Natural language region descriptions
[Start of section]
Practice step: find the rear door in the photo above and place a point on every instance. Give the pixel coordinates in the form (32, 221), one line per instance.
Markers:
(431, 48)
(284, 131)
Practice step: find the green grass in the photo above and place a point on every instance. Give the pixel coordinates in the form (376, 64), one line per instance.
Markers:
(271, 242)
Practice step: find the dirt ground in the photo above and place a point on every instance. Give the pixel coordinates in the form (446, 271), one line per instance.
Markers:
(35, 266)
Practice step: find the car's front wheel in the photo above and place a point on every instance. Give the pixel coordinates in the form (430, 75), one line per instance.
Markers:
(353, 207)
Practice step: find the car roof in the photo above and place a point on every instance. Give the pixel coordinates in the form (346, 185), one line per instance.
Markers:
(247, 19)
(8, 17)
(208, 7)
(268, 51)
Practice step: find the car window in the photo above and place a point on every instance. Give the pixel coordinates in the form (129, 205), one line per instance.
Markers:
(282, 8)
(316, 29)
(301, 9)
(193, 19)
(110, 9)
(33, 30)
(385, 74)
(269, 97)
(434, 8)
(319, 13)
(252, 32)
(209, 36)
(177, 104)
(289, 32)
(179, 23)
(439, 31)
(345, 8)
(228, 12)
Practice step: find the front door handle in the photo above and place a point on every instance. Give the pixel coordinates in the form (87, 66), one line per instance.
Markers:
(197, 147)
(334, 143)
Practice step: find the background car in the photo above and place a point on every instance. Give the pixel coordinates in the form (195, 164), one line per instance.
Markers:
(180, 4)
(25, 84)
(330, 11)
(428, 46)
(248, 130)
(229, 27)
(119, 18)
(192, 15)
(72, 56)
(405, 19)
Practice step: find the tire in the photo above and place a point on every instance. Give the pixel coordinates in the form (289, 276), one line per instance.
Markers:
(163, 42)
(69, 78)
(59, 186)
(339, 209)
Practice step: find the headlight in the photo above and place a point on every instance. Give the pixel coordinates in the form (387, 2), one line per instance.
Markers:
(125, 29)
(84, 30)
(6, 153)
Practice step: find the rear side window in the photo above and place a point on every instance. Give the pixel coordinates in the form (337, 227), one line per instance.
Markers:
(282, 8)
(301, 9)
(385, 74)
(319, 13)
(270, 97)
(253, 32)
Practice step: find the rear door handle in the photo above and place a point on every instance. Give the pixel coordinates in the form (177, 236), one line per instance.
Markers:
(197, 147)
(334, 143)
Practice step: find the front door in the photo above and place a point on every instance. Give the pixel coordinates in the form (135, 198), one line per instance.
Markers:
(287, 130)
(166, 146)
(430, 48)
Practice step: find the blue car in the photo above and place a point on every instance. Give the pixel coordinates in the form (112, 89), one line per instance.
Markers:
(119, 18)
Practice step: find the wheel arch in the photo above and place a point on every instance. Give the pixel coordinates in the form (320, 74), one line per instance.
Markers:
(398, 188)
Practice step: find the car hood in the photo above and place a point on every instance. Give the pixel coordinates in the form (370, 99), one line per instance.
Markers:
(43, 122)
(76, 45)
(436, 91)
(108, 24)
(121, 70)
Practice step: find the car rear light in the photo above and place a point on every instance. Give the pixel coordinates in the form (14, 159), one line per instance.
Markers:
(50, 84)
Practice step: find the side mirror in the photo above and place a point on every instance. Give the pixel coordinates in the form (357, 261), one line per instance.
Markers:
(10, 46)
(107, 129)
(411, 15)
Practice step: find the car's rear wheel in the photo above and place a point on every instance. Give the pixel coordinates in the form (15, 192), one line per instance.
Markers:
[End of section]
- What the exercise asks -
Take the entries above and set them all down again exactly as they read.

- Written solution -
Practice step: find the rear door in the photo above and place a point on every instance. Give the pixel coordinates in the form (32, 221), one line per instance.
Markers:
(431, 48)
(284, 131)
Practice step: find the green grass in the photo above and place a point on every instance. Give the pixel coordinates in the form (376, 64), one line per instance.
Markers:
(271, 242)
Practice step: find the dirt ground in the photo above and place a point on every instance. Give the pixel coordinates in the form (446, 271), one line per instance.
Markers:
(35, 266)
Practice step: find the car's front wheel in the photo above and place a point on every instance. Give the pixel coordinates in the form (430, 75), one line per instance.
Markers:
(353, 207)
Practice step: find the car roof in the photo above and place a point on every instance. Give the pixel coordinates in the form (346, 185), one line per instance.
Markers:
(247, 19)
(8, 17)
(208, 7)
(268, 51)
Practice step: find the car window in the photo above and place a point on every instance. Give the pixel coordinates in the form (129, 205), one line per instance.
Markers:
(282, 8)
(316, 29)
(301, 9)
(193, 19)
(110, 9)
(33, 30)
(385, 74)
(269, 97)
(434, 8)
(319, 13)
(252, 32)
(209, 36)
(177, 104)
(289, 32)
(179, 23)
(439, 31)
(345, 8)
(228, 12)
Practice step: find the front door handle in the photo above and place a point on every instance. Give the pixel coordinates in the form (87, 66), one line per instance.
Markers:
(197, 147)
(334, 143)
Practice step: find the background car in the photo above and place a point on every instance. Give the pixel coordinates in the form (195, 164), one line per instance.
Markers:
(180, 4)
(25, 84)
(330, 11)
(428, 46)
(248, 130)
(229, 27)
(119, 18)
(192, 15)
(72, 56)
(405, 19)
Practice step: find the tire in the photo above and place a point on every instance. Give the pixel coordinates in the form (289, 276), one line per instance.
Markers:
(163, 42)
(69, 78)
(59, 186)
(339, 209)
Practice step: find the headlight in the photo above and place a point on every instance. Give the pixel coordinates in the form (387, 2), one line per instance.
Markers:
(125, 29)
(84, 30)
(6, 153)
Practice step: find the rear side window in the photo above and place a point on every instance. Give the pixel coordinates in the form (337, 227), one line per instance.
Markers:
(282, 8)
(301, 9)
(385, 74)
(319, 13)
(270, 97)
(253, 32)
Practice step: find the rear door handle in the photo above and place a point on every instance. Give the pixel coordinates in the form (177, 236), one line per instance.
Markers:
(197, 147)
(334, 143)
Practice step: find the front door in the photo above and place a point on every instance. Give the pixel coordinates in the form (135, 198), one line per instance.
Markers:
(287, 130)
(166, 146)
(430, 48)
Practice step: find the blue car in the photo above and place a point on every instance. Give the pixel coordinates in the form (112, 89), one line per instance.
Markers:
(119, 18)
Practice step: find the wheel arch in the photo above and place a point on every instance. Give the pixel coordinates in the form (320, 74), one line per instance.
Markers:
(398, 188)
Practice step: find the car hood in the photo above and place a point on every instance. Give the pixel coordinates in the form (370, 99), one line per instance.
Markers:
(43, 122)
(76, 45)
(436, 91)
(108, 24)
(121, 70)
Practice step: find the car rear light in the photo above and place a point on every instance. Give the pixel coordinates in the form (14, 159), one line per instance.
Markers:
(50, 84)
Practice step: find the side mirror in the photo above and place a point on every instance. Give the pixel coordinates in the form (357, 261), one line per instance.
Markers:
(10, 46)
(107, 129)
(411, 15)
Practice step: find the car's rear wheel in the photo above and place a point on every instance. Give the pixel coordinates in the form (15, 192), one line per instance.
Markers:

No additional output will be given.